◆ WHAT THE TASK ASKS ◆
Continue the news report below on the killing of al-Jubouri in Iraq, picking up after its final sentence.

◆ EXCERPTED PASSAGE ◆
The al-Qaeda-led Islamic State in Iraq has meanwhile claimed that al-Baghdadi was alive. The group said its spokesman was "martyred" in a clash with the "enemies of God".
"We assure the nation that our leader ... Abu Omar al-Baghdadi, may God save him, is basking in the blessings of God among his kin in the Islamic State in Iraq," it said in a statement posted on a website used by Iraq armed groups.
Al-Jubouri was suspected to be behind the kidnappings of Jill Carroll and Tom Fox in Iraq.
"We killed him ... west of Taji on the first day of May," Caldwell told a news conference, referring to a town north of the capital Baghdad.
Carroll, a journalist with the Christian Science Monitor newspaper, was abducted in January 2006 and held for 82 days before she was released.
Christian peace activist Fox was kidnapped in November 2005 and his body was found in March 2006.
Caldwell said al-Jubouri, whose body had been identified through DNA tests, had also been involved in the kidnapping of two Germans, whom he did not identify but said were captured in 2006.
"When we can pick up someone like that who has that kind of history in being associated with the kidnapping and killing of foreign nationals in this country, that's significant," he said.
But Caldwell had no information on the reported death this week of al-Baghdadi.

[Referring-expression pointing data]

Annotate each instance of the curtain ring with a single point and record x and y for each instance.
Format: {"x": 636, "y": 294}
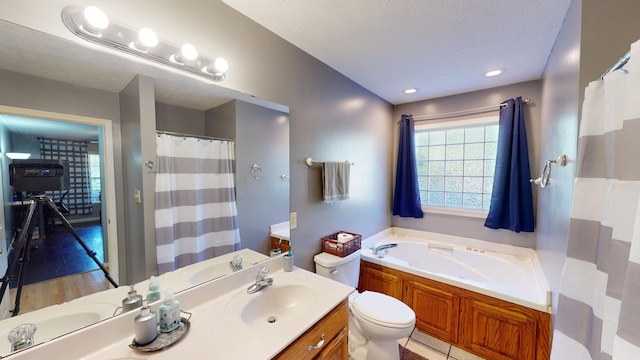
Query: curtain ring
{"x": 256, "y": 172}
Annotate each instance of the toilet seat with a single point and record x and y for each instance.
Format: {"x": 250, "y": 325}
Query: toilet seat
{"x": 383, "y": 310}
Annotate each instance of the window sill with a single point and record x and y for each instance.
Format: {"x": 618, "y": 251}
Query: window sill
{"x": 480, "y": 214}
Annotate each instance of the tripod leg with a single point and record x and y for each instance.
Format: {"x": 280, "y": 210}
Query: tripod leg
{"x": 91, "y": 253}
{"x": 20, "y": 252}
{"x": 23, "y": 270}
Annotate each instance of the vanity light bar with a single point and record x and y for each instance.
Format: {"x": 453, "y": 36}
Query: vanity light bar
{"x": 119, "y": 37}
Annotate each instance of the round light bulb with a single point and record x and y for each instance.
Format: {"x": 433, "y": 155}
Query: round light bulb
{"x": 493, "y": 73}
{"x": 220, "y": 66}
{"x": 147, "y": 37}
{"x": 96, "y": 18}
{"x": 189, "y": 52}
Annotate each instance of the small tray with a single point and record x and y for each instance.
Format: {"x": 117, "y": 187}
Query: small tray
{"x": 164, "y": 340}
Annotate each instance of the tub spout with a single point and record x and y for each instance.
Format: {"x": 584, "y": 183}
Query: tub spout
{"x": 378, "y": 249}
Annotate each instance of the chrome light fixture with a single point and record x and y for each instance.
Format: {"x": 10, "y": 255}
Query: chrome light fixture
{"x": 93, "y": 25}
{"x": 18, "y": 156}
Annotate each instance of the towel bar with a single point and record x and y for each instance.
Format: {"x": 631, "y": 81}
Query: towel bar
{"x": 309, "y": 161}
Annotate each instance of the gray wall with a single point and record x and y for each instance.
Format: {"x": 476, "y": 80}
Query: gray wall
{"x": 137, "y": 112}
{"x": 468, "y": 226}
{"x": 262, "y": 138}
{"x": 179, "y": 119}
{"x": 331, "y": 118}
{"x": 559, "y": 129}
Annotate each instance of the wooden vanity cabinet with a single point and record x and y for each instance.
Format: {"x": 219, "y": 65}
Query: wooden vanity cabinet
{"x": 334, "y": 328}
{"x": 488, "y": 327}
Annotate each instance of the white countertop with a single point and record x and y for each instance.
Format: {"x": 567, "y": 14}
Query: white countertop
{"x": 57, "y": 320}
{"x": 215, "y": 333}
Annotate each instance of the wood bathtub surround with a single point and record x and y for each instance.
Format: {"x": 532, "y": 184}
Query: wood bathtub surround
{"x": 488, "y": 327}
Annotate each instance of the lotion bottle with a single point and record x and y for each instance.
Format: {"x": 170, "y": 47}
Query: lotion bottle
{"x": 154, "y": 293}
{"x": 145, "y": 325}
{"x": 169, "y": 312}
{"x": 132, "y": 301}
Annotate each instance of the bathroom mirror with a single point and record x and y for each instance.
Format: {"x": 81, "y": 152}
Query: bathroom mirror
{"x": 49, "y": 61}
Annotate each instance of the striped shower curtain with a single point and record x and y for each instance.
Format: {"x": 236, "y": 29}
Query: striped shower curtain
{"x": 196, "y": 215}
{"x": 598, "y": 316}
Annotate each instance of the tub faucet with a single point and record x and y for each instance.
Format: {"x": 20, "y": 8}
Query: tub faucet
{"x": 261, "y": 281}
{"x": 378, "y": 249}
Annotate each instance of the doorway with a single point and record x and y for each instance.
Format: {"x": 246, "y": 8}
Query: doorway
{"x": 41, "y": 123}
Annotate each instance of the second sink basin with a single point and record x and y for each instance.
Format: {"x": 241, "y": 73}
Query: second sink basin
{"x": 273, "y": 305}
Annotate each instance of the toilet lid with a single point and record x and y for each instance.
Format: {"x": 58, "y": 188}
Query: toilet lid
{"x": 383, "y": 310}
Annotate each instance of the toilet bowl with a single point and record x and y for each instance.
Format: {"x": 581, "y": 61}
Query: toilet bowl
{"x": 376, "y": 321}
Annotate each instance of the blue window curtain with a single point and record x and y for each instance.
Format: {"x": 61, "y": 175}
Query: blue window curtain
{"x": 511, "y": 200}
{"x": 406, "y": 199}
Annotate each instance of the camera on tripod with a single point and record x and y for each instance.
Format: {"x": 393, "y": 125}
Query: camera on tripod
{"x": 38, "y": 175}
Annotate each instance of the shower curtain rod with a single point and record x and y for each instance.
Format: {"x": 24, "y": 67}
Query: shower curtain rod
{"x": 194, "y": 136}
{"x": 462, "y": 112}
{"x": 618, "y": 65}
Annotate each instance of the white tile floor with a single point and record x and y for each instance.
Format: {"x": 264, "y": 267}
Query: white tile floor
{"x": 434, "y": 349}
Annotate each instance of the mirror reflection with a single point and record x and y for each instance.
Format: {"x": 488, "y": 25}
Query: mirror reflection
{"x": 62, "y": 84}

--

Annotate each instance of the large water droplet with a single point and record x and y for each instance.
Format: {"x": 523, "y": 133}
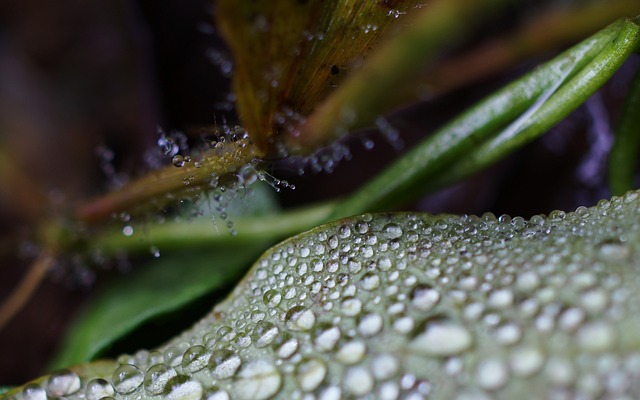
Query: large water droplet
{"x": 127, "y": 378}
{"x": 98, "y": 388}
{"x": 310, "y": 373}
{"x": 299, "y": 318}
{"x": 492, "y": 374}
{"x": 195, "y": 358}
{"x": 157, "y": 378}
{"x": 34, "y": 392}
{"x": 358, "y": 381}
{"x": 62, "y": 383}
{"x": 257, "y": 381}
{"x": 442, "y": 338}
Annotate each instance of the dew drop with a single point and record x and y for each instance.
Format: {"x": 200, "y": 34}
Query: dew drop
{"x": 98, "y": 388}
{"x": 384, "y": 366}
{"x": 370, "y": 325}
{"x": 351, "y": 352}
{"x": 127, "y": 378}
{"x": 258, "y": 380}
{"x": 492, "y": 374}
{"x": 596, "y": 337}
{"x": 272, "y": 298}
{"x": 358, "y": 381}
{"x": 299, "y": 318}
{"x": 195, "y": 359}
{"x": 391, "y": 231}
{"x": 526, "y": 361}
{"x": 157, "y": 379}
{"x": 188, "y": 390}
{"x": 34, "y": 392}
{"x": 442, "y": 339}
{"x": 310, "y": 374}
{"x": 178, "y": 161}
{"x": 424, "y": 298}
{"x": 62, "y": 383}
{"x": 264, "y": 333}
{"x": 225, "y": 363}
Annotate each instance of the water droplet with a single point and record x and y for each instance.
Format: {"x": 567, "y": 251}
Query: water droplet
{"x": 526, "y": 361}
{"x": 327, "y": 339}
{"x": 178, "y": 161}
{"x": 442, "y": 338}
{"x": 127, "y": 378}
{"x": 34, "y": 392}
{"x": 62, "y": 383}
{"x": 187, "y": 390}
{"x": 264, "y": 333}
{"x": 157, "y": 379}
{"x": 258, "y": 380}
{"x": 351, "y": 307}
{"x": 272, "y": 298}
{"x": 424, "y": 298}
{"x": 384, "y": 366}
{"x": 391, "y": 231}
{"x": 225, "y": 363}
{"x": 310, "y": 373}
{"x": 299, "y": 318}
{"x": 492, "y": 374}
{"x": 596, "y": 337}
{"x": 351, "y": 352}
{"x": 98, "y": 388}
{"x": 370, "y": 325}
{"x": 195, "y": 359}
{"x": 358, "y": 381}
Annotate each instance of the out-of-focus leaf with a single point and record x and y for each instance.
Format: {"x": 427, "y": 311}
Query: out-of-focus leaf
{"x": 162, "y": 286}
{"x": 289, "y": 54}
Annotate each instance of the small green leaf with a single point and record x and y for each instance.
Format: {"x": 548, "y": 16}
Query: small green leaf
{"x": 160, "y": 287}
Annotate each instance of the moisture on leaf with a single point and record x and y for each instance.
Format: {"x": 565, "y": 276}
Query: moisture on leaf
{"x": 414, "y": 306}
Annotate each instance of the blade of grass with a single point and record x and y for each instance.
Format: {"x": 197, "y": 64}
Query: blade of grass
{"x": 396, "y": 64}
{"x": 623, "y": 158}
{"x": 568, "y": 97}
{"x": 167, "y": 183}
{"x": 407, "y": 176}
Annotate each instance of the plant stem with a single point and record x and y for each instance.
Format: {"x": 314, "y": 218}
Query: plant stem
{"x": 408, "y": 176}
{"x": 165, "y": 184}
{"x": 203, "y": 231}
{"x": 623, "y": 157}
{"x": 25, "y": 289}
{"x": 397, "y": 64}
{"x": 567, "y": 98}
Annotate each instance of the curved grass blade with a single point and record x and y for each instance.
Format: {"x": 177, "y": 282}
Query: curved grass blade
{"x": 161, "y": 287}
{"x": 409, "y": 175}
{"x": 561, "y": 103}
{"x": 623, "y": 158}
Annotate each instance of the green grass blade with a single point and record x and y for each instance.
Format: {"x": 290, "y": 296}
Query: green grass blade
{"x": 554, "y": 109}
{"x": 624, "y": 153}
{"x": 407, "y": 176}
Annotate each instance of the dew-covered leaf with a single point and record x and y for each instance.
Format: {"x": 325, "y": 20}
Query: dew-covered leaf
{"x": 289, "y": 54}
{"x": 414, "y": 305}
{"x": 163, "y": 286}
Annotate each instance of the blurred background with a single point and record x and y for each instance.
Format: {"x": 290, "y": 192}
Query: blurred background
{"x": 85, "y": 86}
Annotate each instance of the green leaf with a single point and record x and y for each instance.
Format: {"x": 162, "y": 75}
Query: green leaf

==

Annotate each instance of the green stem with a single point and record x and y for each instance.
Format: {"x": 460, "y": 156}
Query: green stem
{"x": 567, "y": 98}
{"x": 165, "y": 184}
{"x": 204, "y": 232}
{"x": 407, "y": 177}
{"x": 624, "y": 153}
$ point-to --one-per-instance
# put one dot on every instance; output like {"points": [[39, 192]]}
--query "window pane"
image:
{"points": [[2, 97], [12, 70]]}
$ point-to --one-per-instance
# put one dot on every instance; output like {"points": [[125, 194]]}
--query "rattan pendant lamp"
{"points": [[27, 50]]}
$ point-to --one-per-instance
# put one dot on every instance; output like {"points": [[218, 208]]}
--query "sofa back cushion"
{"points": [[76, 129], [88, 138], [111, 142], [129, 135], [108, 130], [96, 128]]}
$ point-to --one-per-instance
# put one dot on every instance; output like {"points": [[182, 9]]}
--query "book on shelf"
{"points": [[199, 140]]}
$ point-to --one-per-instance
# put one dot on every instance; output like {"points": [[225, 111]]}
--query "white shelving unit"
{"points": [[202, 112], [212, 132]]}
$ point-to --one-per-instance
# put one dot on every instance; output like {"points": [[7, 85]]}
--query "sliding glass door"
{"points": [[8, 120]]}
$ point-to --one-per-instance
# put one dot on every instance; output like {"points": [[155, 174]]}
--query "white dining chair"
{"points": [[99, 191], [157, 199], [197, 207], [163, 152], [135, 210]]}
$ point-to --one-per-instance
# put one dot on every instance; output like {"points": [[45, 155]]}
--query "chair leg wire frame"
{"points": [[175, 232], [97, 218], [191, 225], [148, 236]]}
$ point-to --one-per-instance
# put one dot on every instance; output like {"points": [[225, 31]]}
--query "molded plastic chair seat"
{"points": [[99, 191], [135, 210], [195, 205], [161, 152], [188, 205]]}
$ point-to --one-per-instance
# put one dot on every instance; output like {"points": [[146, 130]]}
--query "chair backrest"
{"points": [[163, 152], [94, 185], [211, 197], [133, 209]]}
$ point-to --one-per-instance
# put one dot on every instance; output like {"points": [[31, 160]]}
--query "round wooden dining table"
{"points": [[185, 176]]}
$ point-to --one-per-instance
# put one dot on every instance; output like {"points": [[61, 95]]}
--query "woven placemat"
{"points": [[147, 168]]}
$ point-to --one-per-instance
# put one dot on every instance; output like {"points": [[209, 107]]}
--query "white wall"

◆ ANSWER FOR THIS EXERCISE ◆
Hussein Kamal, Iraq's deputy minister of interior, had earlier said al-Baghdadi had been killed in a gun battle with Iraqi and US forces north of Baghdad.
"If that person even exists, again we have nobody in our possession, or know of anybody that does either, alive or dead that is going through any kind of testing or analysis at this point," Caldwell said.
Kamal had earlier told Reuters: "He died as a result of wounds sustained in clashes. The interior ministry has his body to carry out further checks".
Iraqi state television broadcast images of the body of a man it identified as al-Baghdadi. The body lay inside a wooden coffin on the back of a truck, its head badly swollen and bruised.
Caldwell also failed to authenticate claims that Abu Ayyub al-Masri, the leader of al-Qaeda in Iraq, had also been killed.
He said the US military had information.